* _TESTO DI PARTENZA_
····················

Per quasi dieci anni, i Governi europei si sono comportati grosso modo come il pennuto. Hanno pensato che i successi fin qui maturati mettessero l’Unione Economica e Monetaria (UEM) al riparo dal suo nemico più insidioso: l’insorgere di gravi squilibri economici interni. Fino a quando la crisi finanziaria greca non si è incaricata di smentirli.
Eppure, era noto da tempo che una serie di fattori di rischio rendevano tutt’altro che improbabile il manifestarsi di gravi “imbalances” all’interno della UEM. Il principale era rappresentato dalle perduranti differenze strutturali fra le economie degli Stati membri. Uno degli articoli di fede del sistema di Maastricht era  che queste differenze si sarebbero stemperate nel tempo, per effetto del “vincolo esterno” posto dall’euro e delle dinamiche “virtuose” innescate dall’ integrazione economica. I vari strumenti di “open coordination” lanciati negli ultimi anni, a cominciare dalla “Strategia di Lisbona” avrebbero dovuto agevolare il processo. Tuttavia, il perdurante “gap” di competitività fra Stati membri – basti pensare al surplus commerciale tedesco e ai differenziali nei tassi di inflazione – ha dimostrato come il compito fosse tutt’altro che agevole.

····················

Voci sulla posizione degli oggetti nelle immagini
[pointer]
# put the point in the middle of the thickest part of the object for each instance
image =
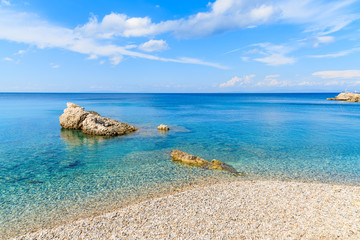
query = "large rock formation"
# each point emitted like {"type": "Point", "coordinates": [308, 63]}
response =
{"type": "Point", "coordinates": [90, 122]}
{"type": "Point", "coordinates": [183, 157]}
{"type": "Point", "coordinates": [347, 96]}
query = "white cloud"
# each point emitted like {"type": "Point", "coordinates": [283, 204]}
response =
{"type": "Point", "coordinates": [8, 59]}
{"type": "Point", "coordinates": [274, 54]}
{"type": "Point", "coordinates": [272, 81]}
{"type": "Point", "coordinates": [154, 46]}
{"type": "Point", "coordinates": [322, 39]}
{"type": "Point", "coordinates": [92, 57]}
{"type": "Point", "coordinates": [228, 15]}
{"type": "Point", "coordinates": [237, 81]}
{"type": "Point", "coordinates": [338, 54]}
{"type": "Point", "coordinates": [30, 29]}
{"type": "Point", "coordinates": [21, 52]}
{"type": "Point", "coordinates": [275, 60]}
{"type": "Point", "coordinates": [5, 2]}
{"type": "Point", "coordinates": [115, 60]}
{"type": "Point", "coordinates": [53, 65]}
{"type": "Point", "coordinates": [319, 16]}
{"type": "Point", "coordinates": [272, 76]}
{"type": "Point", "coordinates": [347, 74]}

····················

* _ESERCIZI PROPOSTI_
A – Rispondi a queste domande sul testo dell'Unione Economica e Monetaria:
(i) Quale crisi ha smentito i Governi europei?
(ii) Quale era il principale fattore di rischio di gravi squilibri nella UEM?
(iii) Quale strumento di "open coordination" è citato per primo?
B – Traduci in inglese, per favore, questa frase del testo sull'Unione Economica e Monetaria: "Eppure, era noto da tempo che una serie di fattori di rischio rendevano tutt’altro che improbabile il manifestarsi di gravi “imbalances” all’interno della UEM."

* _SOLUZIONI DEGLI ESERCIZI_
A –
(i) La crisi finanziaria greca.
(ii) Le perduranti differenze strutturali fra le economie degli Stati membri.
(iii) La "Strategia di Lisbona".

B – Yet it had long been known that a series of risk factors made the emergence of serious "imbalances" within the EMU anything but unlikely.